■ Given data ■

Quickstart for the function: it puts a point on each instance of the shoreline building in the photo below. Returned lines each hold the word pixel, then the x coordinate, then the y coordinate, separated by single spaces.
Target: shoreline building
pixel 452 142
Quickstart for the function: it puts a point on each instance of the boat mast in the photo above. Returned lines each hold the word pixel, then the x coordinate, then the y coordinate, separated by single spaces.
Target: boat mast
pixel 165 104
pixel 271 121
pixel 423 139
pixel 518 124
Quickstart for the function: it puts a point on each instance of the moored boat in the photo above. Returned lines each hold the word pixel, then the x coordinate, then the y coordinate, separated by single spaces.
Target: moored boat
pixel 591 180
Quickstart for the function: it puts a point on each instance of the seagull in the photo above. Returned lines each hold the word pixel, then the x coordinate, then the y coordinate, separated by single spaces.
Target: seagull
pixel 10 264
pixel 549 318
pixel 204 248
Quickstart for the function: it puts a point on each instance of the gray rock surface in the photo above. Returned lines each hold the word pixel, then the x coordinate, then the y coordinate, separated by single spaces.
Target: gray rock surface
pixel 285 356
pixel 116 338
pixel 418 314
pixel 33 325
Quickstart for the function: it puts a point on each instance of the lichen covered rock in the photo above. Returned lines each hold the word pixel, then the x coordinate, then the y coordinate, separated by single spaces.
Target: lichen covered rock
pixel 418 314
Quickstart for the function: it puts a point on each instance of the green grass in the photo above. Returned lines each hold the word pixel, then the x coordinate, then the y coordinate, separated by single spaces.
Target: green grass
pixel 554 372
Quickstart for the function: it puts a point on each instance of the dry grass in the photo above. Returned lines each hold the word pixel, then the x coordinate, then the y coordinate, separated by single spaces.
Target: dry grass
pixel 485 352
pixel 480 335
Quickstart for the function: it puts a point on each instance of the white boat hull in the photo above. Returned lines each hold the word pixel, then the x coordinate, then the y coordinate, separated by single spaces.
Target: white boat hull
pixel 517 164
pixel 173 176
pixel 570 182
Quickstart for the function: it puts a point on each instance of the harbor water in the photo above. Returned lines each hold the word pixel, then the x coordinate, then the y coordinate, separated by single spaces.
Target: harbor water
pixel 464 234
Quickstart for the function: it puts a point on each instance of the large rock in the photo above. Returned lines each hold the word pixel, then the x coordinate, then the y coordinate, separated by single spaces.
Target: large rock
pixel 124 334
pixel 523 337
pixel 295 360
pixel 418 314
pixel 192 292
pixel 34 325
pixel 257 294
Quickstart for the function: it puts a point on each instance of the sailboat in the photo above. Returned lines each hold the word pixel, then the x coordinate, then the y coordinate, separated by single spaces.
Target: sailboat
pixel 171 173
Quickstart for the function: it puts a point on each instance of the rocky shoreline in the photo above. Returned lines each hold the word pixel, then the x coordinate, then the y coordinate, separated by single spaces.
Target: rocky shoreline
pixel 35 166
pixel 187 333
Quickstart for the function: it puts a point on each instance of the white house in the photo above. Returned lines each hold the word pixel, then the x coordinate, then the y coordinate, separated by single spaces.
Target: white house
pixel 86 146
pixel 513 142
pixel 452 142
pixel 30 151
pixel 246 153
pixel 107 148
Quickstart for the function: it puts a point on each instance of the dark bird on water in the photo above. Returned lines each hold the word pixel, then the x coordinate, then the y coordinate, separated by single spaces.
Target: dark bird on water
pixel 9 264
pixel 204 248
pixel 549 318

■ Exercise ■
Convert the lines above into a numbered list, starting at the line that contains "of the moored" and ending at the line that contains "pixel 591 180". Leave out any blank lines.

■ Task output ■
1. Quickstart for the function: it puts a point on each instance of the moored boat in the photo above. Returned lines each hold the word pixel, then the x coordinate, then the y coordinate, separated by single spaces.
2. Target: moored boat
3. pixel 591 180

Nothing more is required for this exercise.